Problem to work on
Identify every line below that contains the word "patterned" and copy each one.

Object position tagging entries:
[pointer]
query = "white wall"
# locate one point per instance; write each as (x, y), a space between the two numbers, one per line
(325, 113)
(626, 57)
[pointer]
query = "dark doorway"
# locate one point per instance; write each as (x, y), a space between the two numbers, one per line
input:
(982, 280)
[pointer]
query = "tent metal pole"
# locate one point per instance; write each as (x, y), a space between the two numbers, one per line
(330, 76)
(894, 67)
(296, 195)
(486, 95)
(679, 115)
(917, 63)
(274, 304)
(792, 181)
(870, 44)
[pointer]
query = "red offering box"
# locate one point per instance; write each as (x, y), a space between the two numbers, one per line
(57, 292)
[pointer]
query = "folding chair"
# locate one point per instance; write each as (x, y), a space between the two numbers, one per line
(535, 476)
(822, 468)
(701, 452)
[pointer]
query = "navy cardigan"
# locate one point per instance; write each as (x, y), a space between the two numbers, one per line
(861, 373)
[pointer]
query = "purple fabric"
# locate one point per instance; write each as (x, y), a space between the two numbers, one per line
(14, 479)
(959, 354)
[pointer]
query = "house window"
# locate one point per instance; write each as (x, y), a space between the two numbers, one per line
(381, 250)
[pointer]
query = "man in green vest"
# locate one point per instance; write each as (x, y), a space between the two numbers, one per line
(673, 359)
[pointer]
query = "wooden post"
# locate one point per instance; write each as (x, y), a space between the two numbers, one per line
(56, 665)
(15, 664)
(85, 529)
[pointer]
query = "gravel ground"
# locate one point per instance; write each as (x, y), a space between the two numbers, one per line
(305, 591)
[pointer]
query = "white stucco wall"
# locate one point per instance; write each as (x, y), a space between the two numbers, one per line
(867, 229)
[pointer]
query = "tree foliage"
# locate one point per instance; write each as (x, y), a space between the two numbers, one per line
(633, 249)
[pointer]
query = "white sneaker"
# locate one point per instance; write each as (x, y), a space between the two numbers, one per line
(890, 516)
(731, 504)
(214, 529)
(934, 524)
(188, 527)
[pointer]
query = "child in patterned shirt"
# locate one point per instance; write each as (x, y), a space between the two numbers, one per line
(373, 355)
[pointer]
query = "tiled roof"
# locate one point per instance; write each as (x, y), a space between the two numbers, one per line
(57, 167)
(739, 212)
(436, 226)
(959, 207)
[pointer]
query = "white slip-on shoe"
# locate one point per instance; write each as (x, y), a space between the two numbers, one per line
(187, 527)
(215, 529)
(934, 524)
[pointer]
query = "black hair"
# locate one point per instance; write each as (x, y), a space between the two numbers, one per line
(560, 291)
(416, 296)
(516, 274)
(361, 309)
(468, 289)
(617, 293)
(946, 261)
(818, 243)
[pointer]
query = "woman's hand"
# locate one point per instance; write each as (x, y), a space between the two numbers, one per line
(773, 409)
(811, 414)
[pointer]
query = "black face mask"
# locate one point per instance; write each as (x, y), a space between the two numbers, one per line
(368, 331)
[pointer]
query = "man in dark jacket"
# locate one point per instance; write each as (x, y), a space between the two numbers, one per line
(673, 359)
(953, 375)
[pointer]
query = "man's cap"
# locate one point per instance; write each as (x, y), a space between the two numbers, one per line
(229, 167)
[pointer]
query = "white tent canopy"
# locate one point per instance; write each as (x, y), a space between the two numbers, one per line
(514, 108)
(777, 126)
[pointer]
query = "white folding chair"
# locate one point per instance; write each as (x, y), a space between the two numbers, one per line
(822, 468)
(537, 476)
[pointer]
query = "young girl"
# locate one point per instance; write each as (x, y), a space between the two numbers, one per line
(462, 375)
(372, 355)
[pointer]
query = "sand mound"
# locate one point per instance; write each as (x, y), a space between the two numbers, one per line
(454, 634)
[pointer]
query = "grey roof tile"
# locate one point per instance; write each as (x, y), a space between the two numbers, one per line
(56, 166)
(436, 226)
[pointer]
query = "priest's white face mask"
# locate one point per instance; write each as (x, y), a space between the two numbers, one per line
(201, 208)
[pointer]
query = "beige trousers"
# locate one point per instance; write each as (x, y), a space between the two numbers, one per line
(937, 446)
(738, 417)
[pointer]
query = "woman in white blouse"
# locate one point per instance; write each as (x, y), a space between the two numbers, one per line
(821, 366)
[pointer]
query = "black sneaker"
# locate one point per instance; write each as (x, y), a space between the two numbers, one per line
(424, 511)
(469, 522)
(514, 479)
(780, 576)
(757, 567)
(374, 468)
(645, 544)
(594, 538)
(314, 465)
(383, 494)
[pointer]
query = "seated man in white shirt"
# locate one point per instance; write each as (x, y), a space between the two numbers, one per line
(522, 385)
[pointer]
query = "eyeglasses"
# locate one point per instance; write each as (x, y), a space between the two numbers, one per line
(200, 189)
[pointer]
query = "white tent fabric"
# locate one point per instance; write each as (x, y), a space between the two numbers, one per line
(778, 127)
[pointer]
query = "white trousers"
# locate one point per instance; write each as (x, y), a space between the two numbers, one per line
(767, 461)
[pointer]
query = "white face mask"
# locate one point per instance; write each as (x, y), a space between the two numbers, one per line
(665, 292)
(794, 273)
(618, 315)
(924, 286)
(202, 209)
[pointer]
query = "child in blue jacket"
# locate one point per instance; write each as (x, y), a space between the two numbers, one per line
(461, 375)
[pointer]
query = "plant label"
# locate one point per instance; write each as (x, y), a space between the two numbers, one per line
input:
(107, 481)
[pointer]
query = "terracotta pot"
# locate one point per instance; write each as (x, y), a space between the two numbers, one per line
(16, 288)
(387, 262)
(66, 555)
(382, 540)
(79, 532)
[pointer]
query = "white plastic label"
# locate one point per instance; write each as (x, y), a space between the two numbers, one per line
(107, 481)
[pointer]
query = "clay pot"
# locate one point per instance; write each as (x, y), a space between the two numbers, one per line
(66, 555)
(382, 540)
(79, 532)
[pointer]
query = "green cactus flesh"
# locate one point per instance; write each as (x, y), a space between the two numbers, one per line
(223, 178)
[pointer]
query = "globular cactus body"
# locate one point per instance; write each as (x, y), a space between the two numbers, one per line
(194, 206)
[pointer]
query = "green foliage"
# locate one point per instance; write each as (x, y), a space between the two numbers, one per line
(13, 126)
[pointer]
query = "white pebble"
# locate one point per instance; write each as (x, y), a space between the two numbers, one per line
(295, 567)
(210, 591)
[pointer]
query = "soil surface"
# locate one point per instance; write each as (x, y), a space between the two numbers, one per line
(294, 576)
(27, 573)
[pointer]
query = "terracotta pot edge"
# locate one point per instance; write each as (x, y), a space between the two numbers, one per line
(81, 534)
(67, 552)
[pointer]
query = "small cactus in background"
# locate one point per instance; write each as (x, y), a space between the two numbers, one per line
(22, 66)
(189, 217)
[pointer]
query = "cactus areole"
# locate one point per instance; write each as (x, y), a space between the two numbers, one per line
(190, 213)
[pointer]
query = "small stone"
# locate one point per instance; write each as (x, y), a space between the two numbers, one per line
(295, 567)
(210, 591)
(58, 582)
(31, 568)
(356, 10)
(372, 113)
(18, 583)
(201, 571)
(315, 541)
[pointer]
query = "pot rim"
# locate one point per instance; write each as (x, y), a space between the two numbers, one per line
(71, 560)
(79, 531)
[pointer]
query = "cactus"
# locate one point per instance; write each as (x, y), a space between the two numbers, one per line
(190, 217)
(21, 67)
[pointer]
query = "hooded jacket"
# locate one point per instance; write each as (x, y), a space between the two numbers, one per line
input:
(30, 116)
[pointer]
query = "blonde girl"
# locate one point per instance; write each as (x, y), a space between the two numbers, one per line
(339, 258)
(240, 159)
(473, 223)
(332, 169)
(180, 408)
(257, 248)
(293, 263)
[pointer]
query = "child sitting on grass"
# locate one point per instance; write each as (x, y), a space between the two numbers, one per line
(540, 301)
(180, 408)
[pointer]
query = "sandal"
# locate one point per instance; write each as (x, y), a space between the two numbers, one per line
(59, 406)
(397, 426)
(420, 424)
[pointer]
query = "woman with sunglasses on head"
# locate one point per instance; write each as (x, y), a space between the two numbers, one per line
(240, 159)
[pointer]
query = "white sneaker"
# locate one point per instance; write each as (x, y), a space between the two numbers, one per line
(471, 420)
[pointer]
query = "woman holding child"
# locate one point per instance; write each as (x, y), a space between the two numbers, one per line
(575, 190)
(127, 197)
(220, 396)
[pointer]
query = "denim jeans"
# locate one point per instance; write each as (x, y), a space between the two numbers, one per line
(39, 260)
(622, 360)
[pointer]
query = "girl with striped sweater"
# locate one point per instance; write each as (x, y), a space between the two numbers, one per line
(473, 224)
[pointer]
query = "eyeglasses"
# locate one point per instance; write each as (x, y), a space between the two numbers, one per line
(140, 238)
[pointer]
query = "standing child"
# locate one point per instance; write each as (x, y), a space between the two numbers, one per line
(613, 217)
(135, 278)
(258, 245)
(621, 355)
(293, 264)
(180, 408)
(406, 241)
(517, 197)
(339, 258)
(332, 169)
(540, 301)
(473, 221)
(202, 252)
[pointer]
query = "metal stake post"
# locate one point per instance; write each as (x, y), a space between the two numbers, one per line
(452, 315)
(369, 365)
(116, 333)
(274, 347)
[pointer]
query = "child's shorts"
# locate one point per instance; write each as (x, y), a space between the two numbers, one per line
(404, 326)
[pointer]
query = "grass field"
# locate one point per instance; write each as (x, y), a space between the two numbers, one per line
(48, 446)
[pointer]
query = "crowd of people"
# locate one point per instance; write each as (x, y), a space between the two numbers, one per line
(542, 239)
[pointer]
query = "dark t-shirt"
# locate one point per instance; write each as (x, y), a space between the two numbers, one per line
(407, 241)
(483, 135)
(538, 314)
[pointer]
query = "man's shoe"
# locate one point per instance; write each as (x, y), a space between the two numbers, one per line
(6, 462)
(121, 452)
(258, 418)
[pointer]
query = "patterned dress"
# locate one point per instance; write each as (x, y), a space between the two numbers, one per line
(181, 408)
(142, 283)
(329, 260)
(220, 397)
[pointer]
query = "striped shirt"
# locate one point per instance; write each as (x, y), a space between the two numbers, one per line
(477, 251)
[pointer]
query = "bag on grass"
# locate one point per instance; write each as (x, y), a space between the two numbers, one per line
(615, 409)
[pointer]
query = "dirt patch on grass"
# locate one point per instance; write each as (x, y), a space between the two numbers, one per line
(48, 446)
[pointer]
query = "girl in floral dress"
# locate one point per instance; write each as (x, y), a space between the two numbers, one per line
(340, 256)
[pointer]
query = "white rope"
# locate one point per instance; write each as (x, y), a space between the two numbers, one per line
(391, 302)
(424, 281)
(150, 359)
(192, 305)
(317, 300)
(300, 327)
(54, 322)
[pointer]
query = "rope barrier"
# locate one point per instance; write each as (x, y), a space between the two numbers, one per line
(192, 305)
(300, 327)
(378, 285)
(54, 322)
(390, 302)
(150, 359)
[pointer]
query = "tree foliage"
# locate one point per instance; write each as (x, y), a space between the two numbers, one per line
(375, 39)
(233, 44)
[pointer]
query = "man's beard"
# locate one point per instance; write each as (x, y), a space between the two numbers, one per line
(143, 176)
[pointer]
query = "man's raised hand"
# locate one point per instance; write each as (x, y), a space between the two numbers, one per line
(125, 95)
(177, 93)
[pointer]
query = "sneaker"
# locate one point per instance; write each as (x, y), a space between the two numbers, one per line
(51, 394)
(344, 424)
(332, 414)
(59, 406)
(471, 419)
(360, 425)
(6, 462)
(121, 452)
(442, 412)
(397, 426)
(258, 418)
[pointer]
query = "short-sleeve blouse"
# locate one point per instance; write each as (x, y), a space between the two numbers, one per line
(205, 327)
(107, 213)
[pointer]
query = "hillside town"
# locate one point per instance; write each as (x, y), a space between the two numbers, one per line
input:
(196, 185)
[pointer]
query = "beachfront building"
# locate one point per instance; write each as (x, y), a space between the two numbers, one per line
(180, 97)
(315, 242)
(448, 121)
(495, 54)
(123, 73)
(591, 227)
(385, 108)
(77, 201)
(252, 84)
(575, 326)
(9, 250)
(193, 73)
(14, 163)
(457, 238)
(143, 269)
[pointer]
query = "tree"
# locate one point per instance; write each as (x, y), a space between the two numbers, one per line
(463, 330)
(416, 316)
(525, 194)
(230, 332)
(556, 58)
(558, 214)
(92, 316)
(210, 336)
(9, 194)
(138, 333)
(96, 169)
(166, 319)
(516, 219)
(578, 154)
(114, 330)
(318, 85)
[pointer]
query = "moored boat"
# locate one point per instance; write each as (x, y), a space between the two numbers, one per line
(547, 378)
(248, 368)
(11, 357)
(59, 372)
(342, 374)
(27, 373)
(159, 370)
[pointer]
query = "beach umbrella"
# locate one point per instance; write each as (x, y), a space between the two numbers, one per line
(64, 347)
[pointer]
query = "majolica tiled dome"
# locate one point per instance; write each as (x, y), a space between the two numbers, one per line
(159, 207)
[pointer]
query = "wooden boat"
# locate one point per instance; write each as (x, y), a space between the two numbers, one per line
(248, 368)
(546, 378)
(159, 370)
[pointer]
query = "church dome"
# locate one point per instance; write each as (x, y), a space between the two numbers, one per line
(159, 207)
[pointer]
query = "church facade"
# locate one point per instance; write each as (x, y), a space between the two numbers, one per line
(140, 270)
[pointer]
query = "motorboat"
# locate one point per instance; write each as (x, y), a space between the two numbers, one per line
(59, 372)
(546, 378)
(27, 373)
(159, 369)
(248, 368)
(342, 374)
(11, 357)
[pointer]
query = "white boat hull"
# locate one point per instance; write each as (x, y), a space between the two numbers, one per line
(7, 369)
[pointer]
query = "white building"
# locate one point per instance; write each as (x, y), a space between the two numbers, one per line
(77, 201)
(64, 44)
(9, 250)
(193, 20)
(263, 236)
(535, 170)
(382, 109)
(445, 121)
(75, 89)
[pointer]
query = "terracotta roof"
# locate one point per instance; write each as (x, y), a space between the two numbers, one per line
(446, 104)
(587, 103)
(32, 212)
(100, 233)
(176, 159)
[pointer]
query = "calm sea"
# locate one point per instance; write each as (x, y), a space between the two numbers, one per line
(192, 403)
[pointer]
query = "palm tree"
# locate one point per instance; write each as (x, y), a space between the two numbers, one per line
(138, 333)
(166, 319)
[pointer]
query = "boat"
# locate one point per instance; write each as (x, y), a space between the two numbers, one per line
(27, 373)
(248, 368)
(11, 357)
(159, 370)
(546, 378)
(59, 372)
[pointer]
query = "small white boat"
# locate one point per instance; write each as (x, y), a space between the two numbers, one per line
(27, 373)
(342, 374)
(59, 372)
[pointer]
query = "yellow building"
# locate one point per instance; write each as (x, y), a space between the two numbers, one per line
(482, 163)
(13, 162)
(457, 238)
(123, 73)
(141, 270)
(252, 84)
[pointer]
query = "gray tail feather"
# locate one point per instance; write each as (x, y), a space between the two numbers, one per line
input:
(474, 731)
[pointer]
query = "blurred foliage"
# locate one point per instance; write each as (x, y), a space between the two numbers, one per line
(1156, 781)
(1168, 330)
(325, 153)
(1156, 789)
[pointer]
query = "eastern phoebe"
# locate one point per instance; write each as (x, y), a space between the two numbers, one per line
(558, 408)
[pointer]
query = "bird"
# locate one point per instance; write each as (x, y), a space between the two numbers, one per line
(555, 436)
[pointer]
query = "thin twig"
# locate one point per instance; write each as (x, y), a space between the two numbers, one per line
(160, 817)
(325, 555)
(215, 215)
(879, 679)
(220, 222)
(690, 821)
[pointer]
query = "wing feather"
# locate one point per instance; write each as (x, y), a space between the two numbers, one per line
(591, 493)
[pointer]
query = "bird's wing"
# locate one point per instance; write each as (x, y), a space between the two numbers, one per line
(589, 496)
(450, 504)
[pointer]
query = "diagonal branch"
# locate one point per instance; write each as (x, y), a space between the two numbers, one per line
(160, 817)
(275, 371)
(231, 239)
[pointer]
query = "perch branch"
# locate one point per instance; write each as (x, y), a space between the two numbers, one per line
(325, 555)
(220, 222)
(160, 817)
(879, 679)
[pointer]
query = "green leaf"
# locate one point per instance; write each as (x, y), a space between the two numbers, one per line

Solution below
query = "child in patterned shirt"
query = "patterned dress"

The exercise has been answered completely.